What you will do: Pull out every one of the entries below and reproduce each line word for word, without changes.

(Excerpts of labeled region data)
◆ ◆ ◆ ◆

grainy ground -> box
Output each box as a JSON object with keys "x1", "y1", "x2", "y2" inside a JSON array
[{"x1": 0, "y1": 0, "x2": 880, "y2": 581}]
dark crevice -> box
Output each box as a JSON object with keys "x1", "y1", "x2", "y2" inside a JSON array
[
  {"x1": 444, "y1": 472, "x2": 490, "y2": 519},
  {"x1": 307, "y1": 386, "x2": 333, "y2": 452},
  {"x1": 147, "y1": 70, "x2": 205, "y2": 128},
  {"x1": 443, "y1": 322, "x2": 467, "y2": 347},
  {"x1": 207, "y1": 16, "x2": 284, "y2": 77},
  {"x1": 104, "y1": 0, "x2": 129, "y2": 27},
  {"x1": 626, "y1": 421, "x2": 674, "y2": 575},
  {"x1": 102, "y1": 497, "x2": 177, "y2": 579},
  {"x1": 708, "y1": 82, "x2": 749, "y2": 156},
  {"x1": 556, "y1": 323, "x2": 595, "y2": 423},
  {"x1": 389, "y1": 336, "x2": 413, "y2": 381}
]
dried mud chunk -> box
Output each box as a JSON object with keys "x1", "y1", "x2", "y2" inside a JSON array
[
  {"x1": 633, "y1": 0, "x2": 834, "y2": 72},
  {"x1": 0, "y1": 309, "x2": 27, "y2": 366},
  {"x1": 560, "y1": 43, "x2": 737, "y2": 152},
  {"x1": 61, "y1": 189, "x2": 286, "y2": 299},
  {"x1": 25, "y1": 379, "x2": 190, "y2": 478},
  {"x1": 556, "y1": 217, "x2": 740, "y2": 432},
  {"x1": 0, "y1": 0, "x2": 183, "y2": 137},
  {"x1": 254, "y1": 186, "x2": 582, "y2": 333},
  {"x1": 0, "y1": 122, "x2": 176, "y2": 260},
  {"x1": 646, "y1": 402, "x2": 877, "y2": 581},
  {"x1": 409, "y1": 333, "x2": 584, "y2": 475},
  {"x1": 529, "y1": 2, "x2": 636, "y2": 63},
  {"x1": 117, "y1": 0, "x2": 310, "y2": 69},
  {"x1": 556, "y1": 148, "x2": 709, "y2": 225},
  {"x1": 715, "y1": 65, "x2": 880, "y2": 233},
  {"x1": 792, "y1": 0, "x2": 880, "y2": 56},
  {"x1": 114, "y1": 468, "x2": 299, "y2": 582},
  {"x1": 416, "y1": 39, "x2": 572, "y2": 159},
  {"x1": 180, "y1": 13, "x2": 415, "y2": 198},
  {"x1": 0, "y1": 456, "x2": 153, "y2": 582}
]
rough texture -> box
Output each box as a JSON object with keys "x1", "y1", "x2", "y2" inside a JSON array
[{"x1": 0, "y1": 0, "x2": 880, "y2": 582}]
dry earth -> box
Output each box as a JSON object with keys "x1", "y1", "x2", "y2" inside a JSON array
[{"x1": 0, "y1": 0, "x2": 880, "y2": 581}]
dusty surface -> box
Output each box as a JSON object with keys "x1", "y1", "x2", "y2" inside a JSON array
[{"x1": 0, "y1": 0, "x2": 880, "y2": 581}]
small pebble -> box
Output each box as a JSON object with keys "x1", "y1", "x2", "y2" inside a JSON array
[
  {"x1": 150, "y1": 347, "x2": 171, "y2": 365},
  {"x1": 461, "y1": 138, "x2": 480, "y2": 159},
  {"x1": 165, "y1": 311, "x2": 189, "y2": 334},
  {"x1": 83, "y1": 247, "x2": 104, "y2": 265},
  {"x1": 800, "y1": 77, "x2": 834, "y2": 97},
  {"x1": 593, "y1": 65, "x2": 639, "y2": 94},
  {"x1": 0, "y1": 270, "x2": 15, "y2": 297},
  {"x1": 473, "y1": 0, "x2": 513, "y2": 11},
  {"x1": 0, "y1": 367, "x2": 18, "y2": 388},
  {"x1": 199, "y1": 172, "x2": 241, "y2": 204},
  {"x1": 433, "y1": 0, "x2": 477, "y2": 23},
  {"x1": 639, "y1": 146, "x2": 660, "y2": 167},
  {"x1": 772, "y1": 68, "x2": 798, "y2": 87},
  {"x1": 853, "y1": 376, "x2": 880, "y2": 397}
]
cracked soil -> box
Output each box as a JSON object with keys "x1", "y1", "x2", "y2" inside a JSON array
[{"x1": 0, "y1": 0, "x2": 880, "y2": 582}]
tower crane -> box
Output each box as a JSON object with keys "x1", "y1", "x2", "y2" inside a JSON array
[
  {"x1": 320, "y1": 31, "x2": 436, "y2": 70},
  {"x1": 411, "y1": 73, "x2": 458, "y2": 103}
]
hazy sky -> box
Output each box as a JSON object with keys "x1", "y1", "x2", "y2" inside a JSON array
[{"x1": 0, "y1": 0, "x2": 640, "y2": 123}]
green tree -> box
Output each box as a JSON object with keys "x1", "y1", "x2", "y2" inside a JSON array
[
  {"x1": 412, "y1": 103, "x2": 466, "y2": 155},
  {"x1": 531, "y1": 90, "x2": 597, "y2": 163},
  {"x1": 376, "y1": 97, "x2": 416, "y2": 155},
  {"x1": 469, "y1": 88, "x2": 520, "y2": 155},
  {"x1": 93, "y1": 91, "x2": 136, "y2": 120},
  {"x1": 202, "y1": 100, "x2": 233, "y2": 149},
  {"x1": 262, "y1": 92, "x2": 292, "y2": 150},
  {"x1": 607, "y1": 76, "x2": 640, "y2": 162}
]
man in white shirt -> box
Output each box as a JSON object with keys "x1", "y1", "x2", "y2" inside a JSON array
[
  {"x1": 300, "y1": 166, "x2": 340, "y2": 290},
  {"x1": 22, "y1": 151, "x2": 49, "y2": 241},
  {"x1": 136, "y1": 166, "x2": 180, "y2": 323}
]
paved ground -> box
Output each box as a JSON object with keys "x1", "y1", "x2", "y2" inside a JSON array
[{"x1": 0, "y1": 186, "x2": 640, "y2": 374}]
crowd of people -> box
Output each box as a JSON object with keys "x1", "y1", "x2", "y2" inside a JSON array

◆ ◆ ◆ ◆

Final answer:
grainy ground -> box
Output each box as a JSON object with keys "x1", "y1", "x2", "y2" inside a JSON array
[{"x1": 0, "y1": 0, "x2": 880, "y2": 581}]
dark crevice -> box
Output each box as a JSON object with keys "x1", "y1", "x2", "y2" inside a JSON array
[
  {"x1": 444, "y1": 472, "x2": 490, "y2": 519},
  {"x1": 307, "y1": 386, "x2": 333, "y2": 452},
  {"x1": 147, "y1": 70, "x2": 205, "y2": 128},
  {"x1": 443, "y1": 322, "x2": 467, "y2": 347},
  {"x1": 207, "y1": 16, "x2": 284, "y2": 77},
  {"x1": 104, "y1": 0, "x2": 129, "y2": 27},
  {"x1": 626, "y1": 421, "x2": 674, "y2": 575},
  {"x1": 102, "y1": 497, "x2": 177, "y2": 579},
  {"x1": 708, "y1": 82, "x2": 749, "y2": 156},
  {"x1": 556, "y1": 323, "x2": 595, "y2": 423},
  {"x1": 389, "y1": 336, "x2": 413, "y2": 381}
]
dried mud chunk -> box
Output each box as a JSON object with keys "x1", "y1", "x2", "y2" inside a JSON array
[
  {"x1": 633, "y1": 0, "x2": 834, "y2": 72},
  {"x1": 0, "y1": 309, "x2": 27, "y2": 366},
  {"x1": 560, "y1": 43, "x2": 737, "y2": 152},
  {"x1": 61, "y1": 189, "x2": 286, "y2": 299},
  {"x1": 25, "y1": 379, "x2": 190, "y2": 478},
  {"x1": 556, "y1": 217, "x2": 740, "y2": 432},
  {"x1": 0, "y1": 0, "x2": 183, "y2": 137},
  {"x1": 254, "y1": 186, "x2": 582, "y2": 333},
  {"x1": 0, "y1": 122, "x2": 176, "y2": 260},
  {"x1": 646, "y1": 402, "x2": 877, "y2": 581},
  {"x1": 409, "y1": 333, "x2": 584, "y2": 475},
  {"x1": 529, "y1": 2, "x2": 636, "y2": 63},
  {"x1": 117, "y1": 0, "x2": 310, "y2": 69},
  {"x1": 556, "y1": 148, "x2": 709, "y2": 225},
  {"x1": 715, "y1": 65, "x2": 880, "y2": 233},
  {"x1": 792, "y1": 0, "x2": 880, "y2": 56},
  {"x1": 114, "y1": 468, "x2": 299, "y2": 582},
  {"x1": 416, "y1": 39, "x2": 572, "y2": 159},
  {"x1": 180, "y1": 13, "x2": 415, "y2": 198},
  {"x1": 0, "y1": 456, "x2": 153, "y2": 582}
]
rough texture -> box
Output each box as a JSON object with keys "x1", "y1", "x2", "y2" inside a JSON array
[{"x1": 0, "y1": 0, "x2": 880, "y2": 582}]
dry earth -> box
Output each box as a JSON object with keys "x1", "y1", "x2", "y2" inside a JSON array
[{"x1": 0, "y1": 0, "x2": 880, "y2": 581}]
dusty surface -> box
Output each box as a JSON object with keys "x1", "y1", "x2", "y2" inside a JSON array
[{"x1": 0, "y1": 0, "x2": 880, "y2": 581}]
small pebble -> box
Output each box as a JSON object with keys "x1", "y1", "x2", "y2" inside a JSON array
[
  {"x1": 150, "y1": 347, "x2": 171, "y2": 365},
  {"x1": 461, "y1": 138, "x2": 480, "y2": 159},
  {"x1": 165, "y1": 311, "x2": 189, "y2": 334},
  {"x1": 83, "y1": 247, "x2": 104, "y2": 265},
  {"x1": 800, "y1": 77, "x2": 834, "y2": 97},
  {"x1": 593, "y1": 65, "x2": 639, "y2": 94},
  {"x1": 0, "y1": 270, "x2": 15, "y2": 297},
  {"x1": 473, "y1": 0, "x2": 513, "y2": 11},
  {"x1": 0, "y1": 367, "x2": 18, "y2": 388},
  {"x1": 199, "y1": 172, "x2": 241, "y2": 204},
  {"x1": 433, "y1": 0, "x2": 477, "y2": 23},
  {"x1": 639, "y1": 146, "x2": 660, "y2": 167},
  {"x1": 772, "y1": 68, "x2": 798, "y2": 87},
  {"x1": 853, "y1": 376, "x2": 880, "y2": 397}
]
cracked soil -> box
Output each box as a JSON object with keys "x1", "y1", "x2", "y2" inside a JSON array
[{"x1": 0, "y1": 0, "x2": 880, "y2": 582}]
tower crane -> box
Output each box as a JSON object with keys "x1", "y1", "x2", "y2" inside a JSON array
[
  {"x1": 320, "y1": 31, "x2": 436, "y2": 70},
  {"x1": 411, "y1": 73, "x2": 458, "y2": 103}
]
hazy sky -> box
Output each box as a JSON object with keys "x1", "y1", "x2", "y2" inside a JSON array
[{"x1": 0, "y1": 0, "x2": 640, "y2": 123}]
green tree -> box
Output each box as a JSON object with keys "x1", "y1", "x2", "y2" inside a JSON array
[
  {"x1": 412, "y1": 103, "x2": 466, "y2": 155},
  {"x1": 531, "y1": 90, "x2": 597, "y2": 163},
  {"x1": 376, "y1": 97, "x2": 416, "y2": 155},
  {"x1": 469, "y1": 88, "x2": 520, "y2": 155},
  {"x1": 93, "y1": 91, "x2": 136, "y2": 120},
  {"x1": 202, "y1": 100, "x2": 233, "y2": 149},
  {"x1": 262, "y1": 92, "x2": 292, "y2": 150},
  {"x1": 607, "y1": 76, "x2": 640, "y2": 162}
]
man in white shirt -> box
Output each box as a JSON object with keys "x1", "y1", "x2", "y2" inside a JSON array
[
  {"x1": 300, "y1": 166, "x2": 340, "y2": 290},
  {"x1": 22, "y1": 151, "x2": 49, "y2": 241},
  {"x1": 136, "y1": 166, "x2": 180, "y2": 323}
]
paved ground -> box
Output each box as a JSON object with keys "x1", "y1", "x2", "y2" inside a JSON array
[{"x1": 0, "y1": 186, "x2": 640, "y2": 374}]
crowd of people -> box
Output each box as a JSON object with keys "x1", "y1", "x2", "y2" inside a JSON array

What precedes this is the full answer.